AIM OF THE EXERCISE ->
Output every record word for word.

-- Start --

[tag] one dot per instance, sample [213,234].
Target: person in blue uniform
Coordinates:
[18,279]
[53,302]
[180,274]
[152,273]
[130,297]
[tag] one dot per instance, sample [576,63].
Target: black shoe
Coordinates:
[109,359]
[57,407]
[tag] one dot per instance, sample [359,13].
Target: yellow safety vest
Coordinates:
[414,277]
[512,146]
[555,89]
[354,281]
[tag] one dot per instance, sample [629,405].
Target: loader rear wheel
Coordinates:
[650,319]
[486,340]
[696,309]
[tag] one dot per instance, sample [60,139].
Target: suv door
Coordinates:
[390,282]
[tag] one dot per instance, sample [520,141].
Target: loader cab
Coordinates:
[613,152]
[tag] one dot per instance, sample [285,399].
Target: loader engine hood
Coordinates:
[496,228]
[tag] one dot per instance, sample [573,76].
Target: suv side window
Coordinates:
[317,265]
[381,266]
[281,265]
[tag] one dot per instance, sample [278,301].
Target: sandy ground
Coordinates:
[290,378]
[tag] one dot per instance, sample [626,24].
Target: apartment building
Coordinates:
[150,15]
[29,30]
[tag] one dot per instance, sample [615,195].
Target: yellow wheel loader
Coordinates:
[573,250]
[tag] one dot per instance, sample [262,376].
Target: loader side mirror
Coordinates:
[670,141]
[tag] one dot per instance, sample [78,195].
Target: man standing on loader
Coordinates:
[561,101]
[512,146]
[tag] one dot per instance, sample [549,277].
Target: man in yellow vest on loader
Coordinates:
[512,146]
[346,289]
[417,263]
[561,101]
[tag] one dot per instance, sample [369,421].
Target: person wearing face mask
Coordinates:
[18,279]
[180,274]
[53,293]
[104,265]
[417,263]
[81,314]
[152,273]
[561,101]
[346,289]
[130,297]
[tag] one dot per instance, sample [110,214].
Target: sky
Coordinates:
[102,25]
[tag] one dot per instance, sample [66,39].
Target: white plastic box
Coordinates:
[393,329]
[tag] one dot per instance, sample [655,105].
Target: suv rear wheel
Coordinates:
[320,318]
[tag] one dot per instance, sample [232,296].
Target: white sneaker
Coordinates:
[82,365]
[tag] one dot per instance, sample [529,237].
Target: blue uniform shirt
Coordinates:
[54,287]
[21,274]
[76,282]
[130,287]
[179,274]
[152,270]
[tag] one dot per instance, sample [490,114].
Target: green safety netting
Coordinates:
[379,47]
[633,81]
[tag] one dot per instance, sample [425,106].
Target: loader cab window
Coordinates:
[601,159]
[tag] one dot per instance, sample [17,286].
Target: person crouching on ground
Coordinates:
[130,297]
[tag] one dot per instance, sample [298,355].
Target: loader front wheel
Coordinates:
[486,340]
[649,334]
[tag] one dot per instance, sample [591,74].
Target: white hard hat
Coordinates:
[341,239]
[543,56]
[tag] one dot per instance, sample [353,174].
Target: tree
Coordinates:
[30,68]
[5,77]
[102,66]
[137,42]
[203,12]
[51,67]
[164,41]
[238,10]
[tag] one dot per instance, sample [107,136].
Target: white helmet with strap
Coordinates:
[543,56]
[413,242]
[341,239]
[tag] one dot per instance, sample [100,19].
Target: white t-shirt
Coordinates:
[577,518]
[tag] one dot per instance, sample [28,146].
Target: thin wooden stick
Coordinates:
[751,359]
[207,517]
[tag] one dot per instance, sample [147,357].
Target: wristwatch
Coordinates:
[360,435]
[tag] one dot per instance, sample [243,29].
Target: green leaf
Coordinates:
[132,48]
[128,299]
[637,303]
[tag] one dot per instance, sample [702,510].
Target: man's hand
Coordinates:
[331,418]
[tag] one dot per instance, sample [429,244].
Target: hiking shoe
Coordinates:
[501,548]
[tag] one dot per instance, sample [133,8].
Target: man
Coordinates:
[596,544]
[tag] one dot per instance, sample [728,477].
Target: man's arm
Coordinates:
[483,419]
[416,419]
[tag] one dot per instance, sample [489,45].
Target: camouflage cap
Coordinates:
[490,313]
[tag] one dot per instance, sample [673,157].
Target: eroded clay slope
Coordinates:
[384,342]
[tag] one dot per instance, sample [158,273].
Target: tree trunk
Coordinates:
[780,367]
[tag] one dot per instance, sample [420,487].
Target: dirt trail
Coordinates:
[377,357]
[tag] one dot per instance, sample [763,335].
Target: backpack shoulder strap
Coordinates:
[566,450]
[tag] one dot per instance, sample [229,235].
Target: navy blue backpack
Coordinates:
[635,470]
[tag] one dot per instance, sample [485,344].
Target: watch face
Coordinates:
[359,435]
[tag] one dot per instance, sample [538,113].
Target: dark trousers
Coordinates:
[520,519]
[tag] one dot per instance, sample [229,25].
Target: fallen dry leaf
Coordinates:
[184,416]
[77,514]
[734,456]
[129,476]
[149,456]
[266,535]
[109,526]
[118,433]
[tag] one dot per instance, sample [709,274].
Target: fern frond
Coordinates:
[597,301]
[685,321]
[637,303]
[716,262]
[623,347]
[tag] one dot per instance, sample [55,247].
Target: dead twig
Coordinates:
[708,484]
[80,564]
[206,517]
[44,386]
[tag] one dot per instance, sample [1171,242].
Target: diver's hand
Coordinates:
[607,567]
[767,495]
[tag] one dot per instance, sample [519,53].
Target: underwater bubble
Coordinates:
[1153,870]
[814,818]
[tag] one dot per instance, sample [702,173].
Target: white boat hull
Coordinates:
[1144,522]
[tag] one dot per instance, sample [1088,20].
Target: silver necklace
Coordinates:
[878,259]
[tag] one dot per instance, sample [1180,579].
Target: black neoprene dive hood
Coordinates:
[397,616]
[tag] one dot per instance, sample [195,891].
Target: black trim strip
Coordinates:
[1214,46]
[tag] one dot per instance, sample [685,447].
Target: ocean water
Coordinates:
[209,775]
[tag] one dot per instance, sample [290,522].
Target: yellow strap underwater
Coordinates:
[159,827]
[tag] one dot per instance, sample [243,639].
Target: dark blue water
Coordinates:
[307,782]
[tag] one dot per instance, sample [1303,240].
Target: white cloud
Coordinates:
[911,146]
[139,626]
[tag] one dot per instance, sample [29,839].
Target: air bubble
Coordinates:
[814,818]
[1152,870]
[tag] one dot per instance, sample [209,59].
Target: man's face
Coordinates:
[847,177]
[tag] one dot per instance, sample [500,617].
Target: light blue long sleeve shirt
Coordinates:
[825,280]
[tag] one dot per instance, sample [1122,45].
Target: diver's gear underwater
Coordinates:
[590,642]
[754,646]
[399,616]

-- End --

EXERCISE RESULT ->
[tag] one dot per instance, sample [213,234].
Target: person in blue uniform
Coordinates:
[18,279]
[53,302]
[180,274]
[152,273]
[130,297]
[tag] one dot per instance, sample [576,63].
Target: black shoe
Coordinates:
[109,359]
[57,407]
[tag] one dot per instance, sample [359,13].
Target: yellow safety vest
Coordinates:
[414,277]
[512,146]
[555,89]
[354,281]
[tag] one dot per instance, sample [629,405].
Target: loader rear wheel
Coordinates:
[650,319]
[486,340]
[696,309]
[tag] one dot per instance, sample [60,139].
Target: suv door
Coordinates:
[390,282]
[tag] one dot per instance, sample [520,141].
Target: loader cab
Coordinates:
[613,152]
[tag] one dot per instance, sample [285,399].
Target: loader engine hood
Coordinates:
[496,228]
[tag] one dot per instance, sample [573,76].
Target: suv side window
Coordinates:
[317,265]
[381,266]
[281,265]
[tag] one dot per instance, sample [278,301].
Target: sandy ground
Coordinates:
[290,378]
[tag] one dot per instance, sample [626,24].
Target: apartment building
Coordinates:
[150,15]
[29,30]
[tag] one dot per instance, sample [615,195].
Target: yellow wheel loader
Coordinates:
[573,250]
[tag] one dot per instance, sample [262,376].
Target: loader side mirror
Coordinates:
[670,141]
[tag] one dot per instance, sample [78,195].
Target: man standing on loader
Coordinates:
[561,101]
[512,146]
[tag] one dot per instance, sample [549,277].
Target: man in yellow vest on loader
Coordinates:
[512,146]
[346,289]
[417,263]
[561,101]
[tag] one dot per instance, sample [369,421].
Target: person wearing face mask
Coordinates:
[18,279]
[180,274]
[53,293]
[104,265]
[417,263]
[81,314]
[152,273]
[561,101]
[346,289]
[130,297]
[tag] one dot per instance, sample [110,214].
Target: sky
Coordinates:
[102,25]
[tag] one dot per instance, sample [66,39].
Target: white plastic box
Coordinates:
[393,329]
[tag] one dot per instance, sample [655,105].
Target: suv rear wheel
Coordinates:
[320,318]
[tag] one dot per instance, sample [232,296].
Target: white sneaker
Coordinates:
[82,365]
[tag] one dot per instance, sample [529,237].
Target: blue uniform shirt
Coordinates:
[54,287]
[21,274]
[76,282]
[130,287]
[179,274]
[152,270]
[tag] one dot per instance, sample [490,114].
Target: green safety netting
Coordinates:
[379,47]
[633,81]
[tag] one dot per instance, sample [425,106].
Target: loader cab window
Coordinates:
[601,159]
[tag] one dot per instance, sample [17,286].
Target: person crouching on ground
Coordinates:
[130,297]
[tag] one dot per instance, sample [298,355].
Target: loader front wheel
Coordinates:
[486,340]
[649,334]
[tag] one dot per instance, sample [591,74].
Target: white hard hat
Coordinates:
[341,239]
[543,56]
[tag] one dot per instance, sample [353,174].
Target: tree
Coordinates:
[30,68]
[5,77]
[102,66]
[137,42]
[203,12]
[51,67]
[164,41]
[238,10]
[tag] one dot per instance, sample [107,136].
Target: white helmet with strap
Coordinates:
[543,56]
[413,242]
[341,239]
[tag] one dot per instance, sample [100,19].
Target: white t-shirt
Coordinates:
[577,518]
[tag] one dot per instance, sample [28,146].
Target: thin wooden stick
Coordinates:
[751,359]
[207,517]
[tag] one dot per instance, sample [147,357].
Target: wristwatch
Coordinates:
[360,435]
[tag] one dot per instance, sample [243,29].
Target: green leaf
Coordinates:
[132,48]
[128,299]
[637,303]
[tag] one dot per instance, sample [702,510].
Target: man's hand
Coordinates:
[331,418]
[tag] one dot per instance, sample [429,244].
Target: hiking shoe
Coordinates:
[501,548]
[tag] one dot per instance, sample [133,8].
Target: man
Coordinates:
[596,544]
[tag] one dot per instance, sample [728,477].
Target: man's arm
Coordinates:
[483,419]
[416,419]
[tag] one dot per instance, sample [489,45].
Target: camouflage cap
Coordinates:
[490,313]
[tag] one dot per instance, sample [673,157].
Target: eroded clay slope
Coordinates:
[384,342]
[tag] one dot per instance, sample [158,273].
Target: tree trunk
Coordinates:
[780,367]
[tag] one dot per instance, sample [420,487].
Target: dirt trail
Coordinates:
[377,357]
[tag] one dot per instance, sample [763,335].
Target: backpack shoulder strap
Coordinates:
[566,450]
[tag] one dot per instance, sample [229,235].
Target: navy blue backpack
Coordinates:
[635,470]
[tag] one dot per instance, sample [485,344].
Target: watch face
Coordinates:
[359,435]
[tag] one dot per instance, sample [538,113].
Target: dark trousers
Coordinates:
[520,519]
[tag] one dot per instance, sample [229,25].
Target: fallen dry leaf
Coordinates:
[184,416]
[77,514]
[734,456]
[129,476]
[149,456]
[266,535]
[109,526]
[118,433]
[tag] one dot per instance, sample [709,274].
Target: fern frond
Coordinates:
[597,301]
[685,321]
[637,303]
[716,262]
[623,347]
[tag] one dot per instance, sample [55,247].
Target: dead twig
Coordinates:
[708,484]
[80,564]
[206,517]
[44,386]
[tag] one dot per instance, sample [1171,242].
Target: diver's hand
Coordinates:
[607,567]
[767,495]
[tag] one dot per instance, sample [519,53].
Target: underwater bubble
Coordinates:
[1153,870]
[814,818]
[tag] one dot per instance, sample [702,173].
Target: white boat hull
Coordinates:
[1144,522]
[tag] one dot per instance, sample [1088,20].
Target: silver necklace
Coordinates:
[878,259]
[tag] one dot per instance, sample [1180,579].
Target: black neoprene dive hood
Coordinates:
[397,616]
[tag] one dot per instance, sample [195,891].
Target: black trim strip
Coordinates:
[1214,46]
[tag] one dot per instance, sample [685,447].
Target: ocean water
Coordinates:
[209,775]
[tag] one dot per instance, sample [290,522].
Target: yellow strap underwater
Coordinates:
[159,827]
[tag] one dot per instance, sample [243,639].
Target: dark blue water
Coordinates:
[307,782]
[tag] one dot per instance, sample [1303,240].
Target: white cloud
Coordinates:
[911,146]
[139,626]
[tag] one dot per instance, sample [29,839].
Target: air bubble
Coordinates:
[814,818]
[1152,870]
[tag] one dot per instance, sample [209,59].
Target: man's face
Coordinates:
[847,177]
[tag] one dot per instance, sample [500,617].
Target: light blue long sleeve shirt
Coordinates:
[825,280]
[tag] one dot per instance, sample [1122,45].
Target: diver's gear underwater
Coordinates:
[590,642]
[754,646]
[399,616]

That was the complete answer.